*Short exercise A:*
In the Lemma 5.8 proof excerpt, which lemma guarantees that the analytically strong solution \(v^n\) exists?
*Short exercise B:*
Pick up the Lemma 5.8 proof excerpt after its final sentence and write the paragraph that follows.

*Selected excerpt:*
++++++++++
The next lemma establishes existence of solutions to Eq. (5.28) with \(L_2(\mathbb {T}^d)\) initial data. It relies on Lemma 5.7 and extends [27, Propositions 7.3.1].

Lemma 5.8

For any \(v_0\in L_2(\mathbb {T}^d)\) Eq. (5.28) has a unique analytically generalized strong solution v with the initial condition \(v_0\). Furthermore, we have \(v\in \mathcal {C}((0,T],\mathcal {C}^2(\mathbb {T}^d))\).

Proof

The proof of the uniqueness part is the same as in Lemma 5.6.

Let us show existence of a solution to (5.28). Let \((v^n_0)_{n\in \mathbb {Z}_+}\) be a sequence of \(\mathcal {C}^2(\mathbb {T}^d)\) functions converging in \(L_2\) to \(v_0\in L_2(\mathbb {T}^d)\). Let \(v^n\) be the analytically strong solution of (5.28) with the initial condition \(v^n_0\) (it exists thanks to Lemma 5.5). By Lemma 5.7(i,ii) there exists \(v\in \mathcal {C}([0,T],L_2(\mathbb {T}^d))\) such that

$$\begin{aligned} v(t)\in L_{\infty }(\mathbb {T}^d),\,\,t\in (0,T] \quad \text {and }\sup _{t\in [0,T]}\Vert v^n(t)-v(t)\Vert _{L_2}\rightarrow 0\,\,\text {as } n\rightarrow \infty . \end{aligned}$$
(5.38)

We claim now that v is an analytically generalized strong solution to (5.28) with the initial condition \(v_0\).

Indeed, we have by construction \(v(0)=v_0\) and \(v\in \mathcal {C}([0,T],L_2(\mathbb {T}^d))\) as a limit of the functions from the space \(\mathcal {C}([0,T],L_2(\mathbb {T}^d))\). Fix any \(\varepsilon \in (0,T]\) and let us verify that identity (4.2) holds.

By (5.38), we have \(v(\varepsilon /2)\in L_\infty \). Therefore, by Lemma 5.8 there exists a process \(\bar{v}\in \mathcal {C}((\varepsilon /2,T],\mathcal {C}^2(\mathbb {T}^d))\), which is an analytically generalized strong solution of (5.28) on interval \([\varepsilon /2,T]\) with the initial condition \(v(\varepsilon /2)\). Therefore, by Lemma 5.7(iii) we have \(\bar{v}(t)=v(t)\) for any \(t>\varepsilon /2\). Thus, identity (4.2) holds and for any \(t\geqslant \varepsilon \) the function v(t) has a version which is in \(\mathcal {C}^2(\mathbb {T}^d)\). Since \(\varepsilon \) was arbitrary, this implies the statement of the lemma. \(\square \)
++++++++++
*Dataset excerpts:*

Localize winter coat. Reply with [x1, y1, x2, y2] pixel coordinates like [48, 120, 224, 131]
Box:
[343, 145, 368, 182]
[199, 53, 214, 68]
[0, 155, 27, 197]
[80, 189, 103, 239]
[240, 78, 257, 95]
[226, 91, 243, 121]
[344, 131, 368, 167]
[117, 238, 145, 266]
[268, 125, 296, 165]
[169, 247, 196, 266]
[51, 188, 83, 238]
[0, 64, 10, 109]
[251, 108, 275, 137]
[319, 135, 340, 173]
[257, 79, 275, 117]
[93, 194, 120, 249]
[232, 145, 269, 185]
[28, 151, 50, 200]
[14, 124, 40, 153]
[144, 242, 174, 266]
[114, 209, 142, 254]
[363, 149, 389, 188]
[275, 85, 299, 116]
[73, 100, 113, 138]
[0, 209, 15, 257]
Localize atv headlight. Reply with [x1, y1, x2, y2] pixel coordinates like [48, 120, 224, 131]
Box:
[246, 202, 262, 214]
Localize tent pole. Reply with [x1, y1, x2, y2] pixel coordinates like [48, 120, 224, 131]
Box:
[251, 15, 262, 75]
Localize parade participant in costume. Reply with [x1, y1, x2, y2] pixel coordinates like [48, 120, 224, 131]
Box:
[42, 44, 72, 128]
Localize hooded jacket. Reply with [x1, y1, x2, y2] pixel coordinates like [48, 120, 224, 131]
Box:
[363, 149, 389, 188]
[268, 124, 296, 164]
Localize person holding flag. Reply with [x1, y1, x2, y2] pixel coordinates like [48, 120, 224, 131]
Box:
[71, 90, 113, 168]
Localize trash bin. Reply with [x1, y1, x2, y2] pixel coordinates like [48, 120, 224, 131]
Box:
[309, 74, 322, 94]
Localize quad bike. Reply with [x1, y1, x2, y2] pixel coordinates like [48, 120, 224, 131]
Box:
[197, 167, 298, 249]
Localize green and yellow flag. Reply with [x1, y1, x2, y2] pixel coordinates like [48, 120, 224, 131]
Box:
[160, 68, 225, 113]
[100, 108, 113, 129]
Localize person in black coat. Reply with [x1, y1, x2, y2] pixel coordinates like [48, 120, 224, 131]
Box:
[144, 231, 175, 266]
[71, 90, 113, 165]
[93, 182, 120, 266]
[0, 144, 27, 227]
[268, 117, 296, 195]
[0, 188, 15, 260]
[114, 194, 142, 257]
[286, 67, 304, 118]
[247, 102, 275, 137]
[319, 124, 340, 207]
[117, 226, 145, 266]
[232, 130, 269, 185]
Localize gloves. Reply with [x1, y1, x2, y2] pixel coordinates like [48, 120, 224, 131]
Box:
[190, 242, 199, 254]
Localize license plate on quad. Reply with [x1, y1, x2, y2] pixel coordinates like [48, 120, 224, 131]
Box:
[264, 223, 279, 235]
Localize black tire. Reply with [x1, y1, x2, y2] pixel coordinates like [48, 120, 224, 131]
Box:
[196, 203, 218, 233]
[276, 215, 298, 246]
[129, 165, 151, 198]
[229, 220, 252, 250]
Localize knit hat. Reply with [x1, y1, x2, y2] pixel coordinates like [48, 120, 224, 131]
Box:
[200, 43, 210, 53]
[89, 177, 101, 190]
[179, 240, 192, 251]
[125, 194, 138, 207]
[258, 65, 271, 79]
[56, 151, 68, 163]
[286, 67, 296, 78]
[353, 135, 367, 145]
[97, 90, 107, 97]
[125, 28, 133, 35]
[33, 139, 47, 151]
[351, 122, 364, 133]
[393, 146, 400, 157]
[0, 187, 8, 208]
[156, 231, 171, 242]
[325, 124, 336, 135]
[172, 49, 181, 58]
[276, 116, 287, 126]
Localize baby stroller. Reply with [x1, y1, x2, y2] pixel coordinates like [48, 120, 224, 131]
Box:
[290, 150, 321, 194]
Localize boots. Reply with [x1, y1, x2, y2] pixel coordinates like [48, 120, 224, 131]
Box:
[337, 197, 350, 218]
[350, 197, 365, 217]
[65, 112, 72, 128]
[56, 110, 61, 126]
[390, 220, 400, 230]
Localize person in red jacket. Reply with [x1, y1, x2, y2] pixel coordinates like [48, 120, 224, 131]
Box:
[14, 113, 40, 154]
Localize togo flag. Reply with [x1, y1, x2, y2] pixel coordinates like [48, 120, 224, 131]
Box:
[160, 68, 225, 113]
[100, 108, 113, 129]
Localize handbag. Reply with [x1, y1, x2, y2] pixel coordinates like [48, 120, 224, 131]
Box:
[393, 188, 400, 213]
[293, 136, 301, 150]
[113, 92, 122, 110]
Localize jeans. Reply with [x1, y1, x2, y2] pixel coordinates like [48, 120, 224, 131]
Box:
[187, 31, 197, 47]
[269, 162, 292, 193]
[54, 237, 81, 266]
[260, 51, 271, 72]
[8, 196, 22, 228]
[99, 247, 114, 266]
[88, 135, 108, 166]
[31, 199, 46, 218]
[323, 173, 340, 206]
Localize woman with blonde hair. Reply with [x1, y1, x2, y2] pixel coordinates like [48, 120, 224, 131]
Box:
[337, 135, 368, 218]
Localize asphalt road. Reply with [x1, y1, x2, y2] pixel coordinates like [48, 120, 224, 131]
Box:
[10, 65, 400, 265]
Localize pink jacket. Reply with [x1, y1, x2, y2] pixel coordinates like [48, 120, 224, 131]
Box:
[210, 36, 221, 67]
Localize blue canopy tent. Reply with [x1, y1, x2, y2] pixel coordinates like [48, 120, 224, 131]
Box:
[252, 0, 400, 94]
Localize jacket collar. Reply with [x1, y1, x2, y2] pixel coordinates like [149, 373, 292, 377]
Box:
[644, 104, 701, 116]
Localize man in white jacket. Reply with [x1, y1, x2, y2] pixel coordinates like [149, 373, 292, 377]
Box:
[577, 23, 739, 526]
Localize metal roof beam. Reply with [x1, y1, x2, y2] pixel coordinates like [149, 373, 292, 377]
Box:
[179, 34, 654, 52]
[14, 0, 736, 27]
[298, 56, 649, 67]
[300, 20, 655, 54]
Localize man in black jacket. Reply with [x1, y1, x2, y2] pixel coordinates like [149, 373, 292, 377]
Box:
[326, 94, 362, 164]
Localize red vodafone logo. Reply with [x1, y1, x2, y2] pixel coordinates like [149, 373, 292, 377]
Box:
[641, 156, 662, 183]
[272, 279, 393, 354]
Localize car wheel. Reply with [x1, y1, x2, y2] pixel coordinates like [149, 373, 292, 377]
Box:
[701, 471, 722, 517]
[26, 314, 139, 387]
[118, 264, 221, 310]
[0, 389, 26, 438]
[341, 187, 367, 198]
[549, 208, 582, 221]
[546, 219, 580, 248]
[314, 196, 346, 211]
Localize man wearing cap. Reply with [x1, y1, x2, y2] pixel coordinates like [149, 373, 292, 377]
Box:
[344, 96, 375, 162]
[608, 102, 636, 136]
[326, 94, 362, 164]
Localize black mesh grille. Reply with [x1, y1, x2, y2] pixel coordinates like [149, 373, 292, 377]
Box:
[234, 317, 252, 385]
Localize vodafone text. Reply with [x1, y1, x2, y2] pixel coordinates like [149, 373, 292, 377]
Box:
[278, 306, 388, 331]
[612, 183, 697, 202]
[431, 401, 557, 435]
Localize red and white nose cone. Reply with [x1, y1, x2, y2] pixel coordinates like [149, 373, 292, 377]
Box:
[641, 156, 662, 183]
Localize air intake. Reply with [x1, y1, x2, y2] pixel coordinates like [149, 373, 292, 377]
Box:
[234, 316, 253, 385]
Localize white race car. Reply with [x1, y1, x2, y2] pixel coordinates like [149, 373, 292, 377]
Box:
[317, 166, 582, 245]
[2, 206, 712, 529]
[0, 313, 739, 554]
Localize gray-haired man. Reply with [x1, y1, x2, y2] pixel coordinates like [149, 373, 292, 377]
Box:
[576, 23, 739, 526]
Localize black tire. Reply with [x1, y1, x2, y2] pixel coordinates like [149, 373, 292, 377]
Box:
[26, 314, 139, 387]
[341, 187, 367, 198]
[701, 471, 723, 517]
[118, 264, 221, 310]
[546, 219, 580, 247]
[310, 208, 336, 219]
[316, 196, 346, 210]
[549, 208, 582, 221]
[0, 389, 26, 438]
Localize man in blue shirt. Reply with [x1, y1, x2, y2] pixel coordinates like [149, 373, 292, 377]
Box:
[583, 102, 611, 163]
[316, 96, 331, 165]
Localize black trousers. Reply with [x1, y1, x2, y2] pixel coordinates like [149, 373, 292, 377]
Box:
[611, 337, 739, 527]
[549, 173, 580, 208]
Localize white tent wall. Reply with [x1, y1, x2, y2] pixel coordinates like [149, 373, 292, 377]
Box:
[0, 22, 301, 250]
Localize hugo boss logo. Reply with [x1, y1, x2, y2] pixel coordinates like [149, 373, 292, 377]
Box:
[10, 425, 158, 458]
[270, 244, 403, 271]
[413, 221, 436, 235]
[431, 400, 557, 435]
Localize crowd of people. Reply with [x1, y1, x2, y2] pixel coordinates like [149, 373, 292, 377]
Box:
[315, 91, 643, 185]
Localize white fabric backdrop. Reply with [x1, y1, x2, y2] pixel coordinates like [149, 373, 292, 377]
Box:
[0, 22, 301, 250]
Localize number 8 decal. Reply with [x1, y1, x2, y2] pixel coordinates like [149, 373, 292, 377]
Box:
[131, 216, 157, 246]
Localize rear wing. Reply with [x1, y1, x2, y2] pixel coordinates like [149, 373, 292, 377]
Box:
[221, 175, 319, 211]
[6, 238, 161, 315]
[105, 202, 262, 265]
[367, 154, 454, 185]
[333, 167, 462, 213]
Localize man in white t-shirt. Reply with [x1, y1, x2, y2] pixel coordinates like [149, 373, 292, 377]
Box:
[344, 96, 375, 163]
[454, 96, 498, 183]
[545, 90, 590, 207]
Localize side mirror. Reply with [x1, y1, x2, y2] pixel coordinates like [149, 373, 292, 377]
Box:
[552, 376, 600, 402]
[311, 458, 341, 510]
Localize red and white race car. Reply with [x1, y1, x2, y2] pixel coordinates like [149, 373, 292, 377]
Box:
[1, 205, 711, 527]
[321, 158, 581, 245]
++++++++++
*Written reply A:*
Lemma 5.5

*Written reply B:*
Now we are ready to present the proof of Theorem 4.4.

Proof of Theorem 4.4

(i) The proof of the uniqueness part is the same as in Lemma 5.5. To show existence of a strong solution to (1.1) we fix an initial condition \(u_0\in \mathcal {C}^2(\mathbb {T}^d)\), \(T>0\) and first show existence on the time interval [0, T]. Let v be an analytically strong solution to (5.28) with the initial condition \(v(0)=u_0\). Recall the definition of \(\Omega '\) from Lemma 5.4 and put now

$$\begin{aligned} u(t,\xi ,\omega ) := v(t,\xi ,\omega )+w(t,\xi ,\omega ),\quad t\in [0,T], \xi \in \mathbb {T}^d, \omega \in \Omega ' \end{aligned}$$

and \(u(t,\xi ,\omega )=0\) for \(\omega \in \Omega {\setminus }\Omega '\). It follows from Lemmas 5.4 and 5.5 that the function u is an analytically strong solution to (1.1) with the initial condition \(u_0\). To show the adaptiveness of u, we introduce a function \(u^n\), \(n\in \mathbb {Z}_+\), which is an analytically and probabilistically strong solution on [0, T] to the following equation

$$\begin{aligned} u^n(t,\xi )=u_0(\xi )+\int _0^t [\Delta u^n(s,\xi )+f^n(u^n(s,\xi ),\xi )]dt+\sum _{k=1}^m \sigma _k(\xi )W^k(t), \quad \xi \in \mathbb {T}^d,\, t\geqslant 0, \end{aligned}$$
(5.39)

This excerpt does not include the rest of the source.